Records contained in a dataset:
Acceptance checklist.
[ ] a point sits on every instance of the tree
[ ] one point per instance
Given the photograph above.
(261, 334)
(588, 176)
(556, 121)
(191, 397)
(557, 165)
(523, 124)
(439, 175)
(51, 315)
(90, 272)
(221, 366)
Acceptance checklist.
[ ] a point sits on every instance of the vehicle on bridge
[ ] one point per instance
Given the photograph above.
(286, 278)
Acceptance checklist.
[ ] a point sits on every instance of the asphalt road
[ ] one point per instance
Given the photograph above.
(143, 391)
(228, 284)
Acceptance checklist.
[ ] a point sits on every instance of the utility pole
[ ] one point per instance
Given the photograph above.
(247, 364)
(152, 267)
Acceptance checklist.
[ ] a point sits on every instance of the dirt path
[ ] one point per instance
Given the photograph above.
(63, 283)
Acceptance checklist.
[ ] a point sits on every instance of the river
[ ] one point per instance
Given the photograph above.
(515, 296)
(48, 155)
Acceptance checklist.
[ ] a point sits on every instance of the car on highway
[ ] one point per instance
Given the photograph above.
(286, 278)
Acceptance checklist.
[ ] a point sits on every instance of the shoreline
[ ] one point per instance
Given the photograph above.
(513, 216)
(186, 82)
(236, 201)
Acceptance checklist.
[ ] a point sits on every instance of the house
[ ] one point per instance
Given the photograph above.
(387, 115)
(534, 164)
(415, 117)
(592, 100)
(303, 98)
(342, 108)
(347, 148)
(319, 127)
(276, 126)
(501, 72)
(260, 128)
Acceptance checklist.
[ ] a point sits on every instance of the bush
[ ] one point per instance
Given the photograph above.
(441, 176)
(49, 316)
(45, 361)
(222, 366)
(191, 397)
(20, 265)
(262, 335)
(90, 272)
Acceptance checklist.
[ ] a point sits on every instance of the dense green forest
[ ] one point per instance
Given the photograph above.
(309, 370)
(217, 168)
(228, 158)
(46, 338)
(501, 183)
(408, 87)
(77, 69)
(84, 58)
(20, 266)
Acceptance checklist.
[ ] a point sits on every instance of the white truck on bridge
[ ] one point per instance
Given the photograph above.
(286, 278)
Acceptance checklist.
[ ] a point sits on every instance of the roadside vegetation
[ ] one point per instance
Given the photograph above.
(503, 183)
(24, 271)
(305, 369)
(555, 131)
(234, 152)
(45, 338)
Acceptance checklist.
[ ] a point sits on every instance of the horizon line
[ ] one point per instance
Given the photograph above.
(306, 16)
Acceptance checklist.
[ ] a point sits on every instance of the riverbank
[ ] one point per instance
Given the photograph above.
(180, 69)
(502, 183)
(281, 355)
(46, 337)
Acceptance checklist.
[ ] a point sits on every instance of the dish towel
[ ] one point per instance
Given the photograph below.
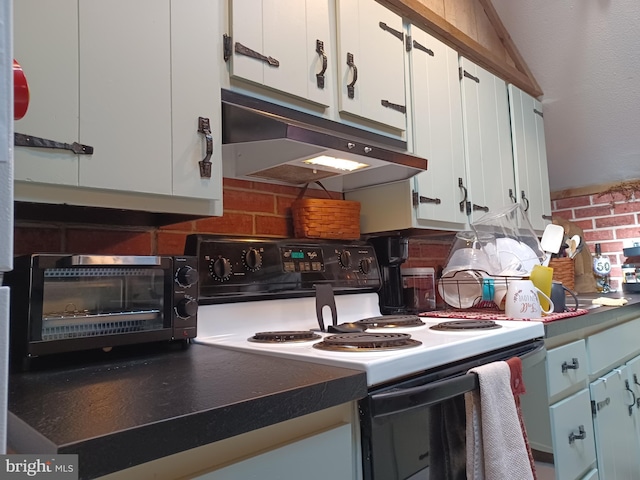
(495, 444)
(518, 388)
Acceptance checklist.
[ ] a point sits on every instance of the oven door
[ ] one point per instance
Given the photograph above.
(415, 429)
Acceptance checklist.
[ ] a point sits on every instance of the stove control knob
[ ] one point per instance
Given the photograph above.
(365, 265)
(345, 259)
(220, 269)
(252, 259)
(186, 276)
(187, 307)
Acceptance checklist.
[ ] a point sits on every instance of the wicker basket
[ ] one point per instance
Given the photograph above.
(563, 271)
(325, 218)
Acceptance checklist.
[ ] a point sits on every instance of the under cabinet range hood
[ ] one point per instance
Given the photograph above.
(262, 140)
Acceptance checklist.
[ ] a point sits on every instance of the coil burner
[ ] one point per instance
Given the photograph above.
(285, 336)
(466, 325)
(367, 342)
(391, 321)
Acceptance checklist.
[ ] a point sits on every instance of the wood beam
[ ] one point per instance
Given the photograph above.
(424, 17)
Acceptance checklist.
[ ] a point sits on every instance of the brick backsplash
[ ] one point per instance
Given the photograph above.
(611, 220)
(261, 209)
(250, 208)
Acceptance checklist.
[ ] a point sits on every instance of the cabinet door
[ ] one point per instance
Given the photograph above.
(616, 437)
(125, 95)
(437, 129)
(487, 136)
(288, 32)
(530, 157)
(371, 39)
(46, 46)
(196, 56)
(572, 436)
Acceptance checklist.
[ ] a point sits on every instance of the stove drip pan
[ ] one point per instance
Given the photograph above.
(458, 325)
(391, 321)
(285, 336)
(367, 342)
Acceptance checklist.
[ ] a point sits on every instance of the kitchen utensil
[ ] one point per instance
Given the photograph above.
(522, 300)
(559, 297)
(542, 278)
(552, 239)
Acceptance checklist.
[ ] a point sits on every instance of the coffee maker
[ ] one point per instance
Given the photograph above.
(392, 252)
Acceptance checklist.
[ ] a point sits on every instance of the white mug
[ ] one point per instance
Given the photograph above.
(522, 300)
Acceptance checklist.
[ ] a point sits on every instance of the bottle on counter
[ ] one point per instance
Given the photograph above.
(601, 269)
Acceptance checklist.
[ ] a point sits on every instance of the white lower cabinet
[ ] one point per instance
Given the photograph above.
(572, 436)
(591, 391)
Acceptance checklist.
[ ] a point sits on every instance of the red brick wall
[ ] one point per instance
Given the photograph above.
(611, 220)
(250, 208)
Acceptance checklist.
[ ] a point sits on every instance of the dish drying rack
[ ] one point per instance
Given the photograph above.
(457, 289)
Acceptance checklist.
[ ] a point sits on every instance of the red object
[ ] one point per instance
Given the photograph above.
(20, 92)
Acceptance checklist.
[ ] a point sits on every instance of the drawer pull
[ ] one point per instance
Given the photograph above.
(574, 365)
(581, 435)
(633, 395)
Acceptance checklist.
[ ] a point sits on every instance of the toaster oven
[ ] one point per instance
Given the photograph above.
(64, 303)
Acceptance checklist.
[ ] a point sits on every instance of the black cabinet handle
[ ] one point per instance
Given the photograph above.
(574, 365)
(242, 50)
(581, 435)
(320, 51)
(352, 65)
(205, 164)
(480, 207)
(525, 199)
(464, 204)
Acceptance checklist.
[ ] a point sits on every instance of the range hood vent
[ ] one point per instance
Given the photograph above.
(261, 140)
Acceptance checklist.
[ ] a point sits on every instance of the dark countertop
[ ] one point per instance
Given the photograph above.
(597, 319)
(119, 412)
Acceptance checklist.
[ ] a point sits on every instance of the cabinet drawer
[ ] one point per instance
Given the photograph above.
(572, 455)
(566, 367)
(612, 347)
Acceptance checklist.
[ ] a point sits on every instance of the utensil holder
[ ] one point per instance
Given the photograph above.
(563, 271)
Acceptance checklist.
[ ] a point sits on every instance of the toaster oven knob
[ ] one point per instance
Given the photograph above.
(221, 269)
(365, 265)
(187, 307)
(345, 259)
(186, 276)
(252, 259)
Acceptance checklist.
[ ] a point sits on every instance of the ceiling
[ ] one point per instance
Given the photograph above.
(585, 55)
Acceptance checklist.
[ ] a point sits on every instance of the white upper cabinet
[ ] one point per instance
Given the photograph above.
(487, 138)
(284, 45)
(437, 131)
(130, 80)
(371, 62)
(530, 157)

◆ Work instruction
Only the number is needed. Say how many lines of the entries contain "white".

◆ Answer box
4